* **TEXT PROVIDED**:
Light rail extension project in Los Angeles County, California

The K Line Extension to Torrance (formerly the C Line Extension to Torrance, and before that the Green Line Extension to Torrance) is a project by Los Angeles Metro to extend the K Line from its terminus in Redondo Beach to Torrance. It is expected to open for service in 2036. During the initial planning phase, the project was known as the South Bay Metro Light Rail Extension and proposed as an extension of the C Line, but service changes in 2024 realigned the Redondo Beach segment to the K Line instead.

== Overview ==
Los Angeles Metro prepared an initial environmental study of a corridor extension of the C Line (since realigned to the K Line) from its Redondo Beach terminus toward the southeast. The extension roughly follows the Harbor Subdivision right of way into the South Bay, to the Torrance Transit Center (RTC).

A study of the South Bay Extension was necessary to initiate the publication of a draft environmental impact report (DEIR). The study was expected to be completed in 2011, but the project was placed on hold in the spring of 2012 due to uncertain funding. With the passage of Measure M in 2016, $619 million was earmarked for the Green Line Extension south and the study resumed. The timeline was also expected to be accelerated under the Twenty-eight by '28 initiative. The environmental impact report was scheduled to be released in March 2022, but was ultimately pushed back to fall/winter 2022. Preparing the report led the agency to study further alternatives for grade separations along the two routes. The draft environmental impact report was eventually released in January 2023. The final EIR was released on September 12, 2025.

== Route development ==
Four potential routes for the extension starting at Redondo Beach station were initially considered. The station in Lawndale was eliminated due to community opposition.

Harbor Subdivision main line, dating to 1888. Metro purchased 26.36 miles of this right of way in 1992.

Metro authorized two of four alternatives to move forward: Alternative #1 and Alternative #3. Metro staff recommended the two alternatives for the draft environmental impact statement (DEIR) status for further analysis and refinement in September 2018. The study area includes the former Harbor Subdivision right of way. The extension study consists of the Redondo Beach station to the Torrance Transit Center, a 4.5 mi extension study area. Metro began composing the DEIR in January 2021 and released it in January 2023. Both alternatives shared the same alignment south of 190th Street.

* **MATERIAL**:
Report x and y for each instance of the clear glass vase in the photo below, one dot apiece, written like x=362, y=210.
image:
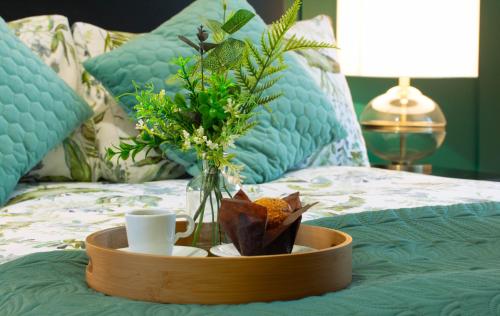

* **WORK TO DO**:
**A)** Answer these from the K Line extension text:
(i) In what year is the extension expected to open for service?
(ii) How much money did Measure M earmark for the Green Line Extension south?
(iii) How many miles of the Harbor Subdivision right of way did Metro purchase in 1992?
**B)** Repeat the K Line extension text word for word from "Light rail extension project" to "K Line instead.".
**C)** Can you turn the paragraph of the K Line extension text that begins "A study of the South Bay Extension" into a short list that keeps its main facts?
The listing has no connection to the K Line extension text.

* **ANSWER SET**:
**A)**
(i) 2036
(ii) $619 million
(iii) 26.36 miles

**B)**
Light rail extension project in Los Angeles County, California

The K Line Extension to Torrance (formerly the C Line Extension to Torrance, and before that the Green Line Extension to Torrance) is a project by Los Angeles Metro to extend the K Line from its terminus in Redondo Beach to Torrance. It is expected to open for service in 2036. During the initial planning phase, the project was known as the South Bay Metro Light Rail Extension and proposed as an extension of the C Line, but service changes in 2024 realigned the Redondo Beach segment to the K Line instead.

**C)**
- A study of the South Bay Extension was needed before a draft environmental impact report (DEIR) could be published.
- The study was expected to finish in 2011, but uncertain funding put the project on hold in spring 2012.
- Measure M passed in 2016 and earmarked $619 million for the Green Line Extension south, so the study resumed.
- The timeline was expected to speed up under the Twenty-eight by '28 initiative.
- The report was scheduled for March 2022 but was pushed back to fall/winter 2022.
- Preparing the report led the agency to study more grade-separation alternatives along the two routes.
- The draft report was released in January 2023.
- The final EIR was released on September 12, 2025.